Rabbijn I. Maarsen

Geen lofliederen op de oorlog

Het Hebreeuwse woord sjalom is verwant met sjaleem: compleet, volmaakt zijn. Het is een toestand van volmaakte harmonie, de noodzakelijke voorwaarde voor geluk, zowel voor de mens als voor de kosmos, geen plekje uitgezonderd.
Wanneer de volksgroet iets zegt over de volksaard, dan geeft de populaire groet sjalom aan hoe belangrijk vrede voor het Joodse volk is.

 
Tevergeefs zoekt men in de Schrift naar lofliederen op de oorlog. Wel vindt men er lofzangen aan God na behaalde overwinningen. Ook treft men er geen lofliederen aan die de lichaamskracht bezingen, zoals bij de Griekse held Heracles. “Hij vindt geen vreugde in de kracht van het paard of schept behagen in de spierkracht van de man.” Psalm 147:10
Zeker, het Joodse volk mag trots zijn op de Makkabeeën, maar dat was een strijd om de verdediging van geestelijke goederen.

• **Materiaal**

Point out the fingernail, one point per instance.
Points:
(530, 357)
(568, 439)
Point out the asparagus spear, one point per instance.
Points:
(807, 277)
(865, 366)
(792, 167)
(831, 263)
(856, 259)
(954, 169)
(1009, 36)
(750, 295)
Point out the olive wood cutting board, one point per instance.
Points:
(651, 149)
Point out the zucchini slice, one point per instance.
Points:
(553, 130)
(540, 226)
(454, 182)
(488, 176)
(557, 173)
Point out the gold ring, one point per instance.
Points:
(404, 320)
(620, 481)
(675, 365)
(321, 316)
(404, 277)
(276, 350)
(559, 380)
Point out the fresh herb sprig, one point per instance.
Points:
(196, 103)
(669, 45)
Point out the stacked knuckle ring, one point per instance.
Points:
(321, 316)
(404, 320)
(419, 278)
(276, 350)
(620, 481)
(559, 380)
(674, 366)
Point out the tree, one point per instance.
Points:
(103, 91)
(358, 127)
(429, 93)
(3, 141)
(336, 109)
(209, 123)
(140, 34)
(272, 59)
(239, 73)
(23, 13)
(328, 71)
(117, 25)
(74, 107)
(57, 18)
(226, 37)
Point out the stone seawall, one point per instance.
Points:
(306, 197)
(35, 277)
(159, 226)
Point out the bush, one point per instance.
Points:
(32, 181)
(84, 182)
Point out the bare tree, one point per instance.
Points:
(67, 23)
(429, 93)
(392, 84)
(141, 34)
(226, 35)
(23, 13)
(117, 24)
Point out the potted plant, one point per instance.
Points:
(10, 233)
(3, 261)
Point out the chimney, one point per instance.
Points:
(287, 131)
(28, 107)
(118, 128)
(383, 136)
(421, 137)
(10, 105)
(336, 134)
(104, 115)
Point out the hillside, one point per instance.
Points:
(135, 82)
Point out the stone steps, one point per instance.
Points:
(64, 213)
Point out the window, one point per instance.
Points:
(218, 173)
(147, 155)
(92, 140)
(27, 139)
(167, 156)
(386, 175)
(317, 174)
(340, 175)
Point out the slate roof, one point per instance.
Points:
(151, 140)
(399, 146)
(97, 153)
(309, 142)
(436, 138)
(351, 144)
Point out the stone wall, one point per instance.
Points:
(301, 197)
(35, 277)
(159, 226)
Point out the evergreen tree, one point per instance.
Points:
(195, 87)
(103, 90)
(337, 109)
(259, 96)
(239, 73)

• **Opdracht**
Schrijf de leestekst over sjalom en de oorlog verder, te beginnen na de laatste zin.

• **Antwoord**
De bewoners van het oude Kanaän

Ook de strijd tegen de bewoners van het oude Kanaän was een strijd om het behoud van het geestelijke goed van het monotheïsme. Het was gericht op de beteugeling van het afschuwelijke heidendom met zijn beestachtige afgoderij en liederlijke uitspattingen. Maar zelfs in die strijd wordt moest eerst de vrede gezocht worden: “Wanneer u een stad nadert om ertegen te strijden, moet u haar vrede aanbieden. (Deut. 20:10)” Alleen moest de afgoderij worden opgegeven en de zeven Noachitische geboden aanvaard. Helaas was er, op de inwoners van Gibeon na, geen enkele stad die vrede sloot met de Israëlieten (Jozua 11:19).
Volgens een andere traditie werden alle bewoners van Kanaän in de gelegenheid gesteld om het land te verlaten. Alleen de Girgasieten deden dit (dit wordt wel afgeleid uit het feit dat er in de Bijbel weinig over hun lot te vinden is, red.).
Deze vredesgedachte in de noodzakelijke oorlogstoestand klinkt wel wat anders dan de overtuiging van de Griekse filosoof Heraclitus: “Oorlog is de vader van alles.”

 

Het vredesideaal van de profeten

Volgens de Joodse levensbeschouwing is vrede de brenger van alle zegen.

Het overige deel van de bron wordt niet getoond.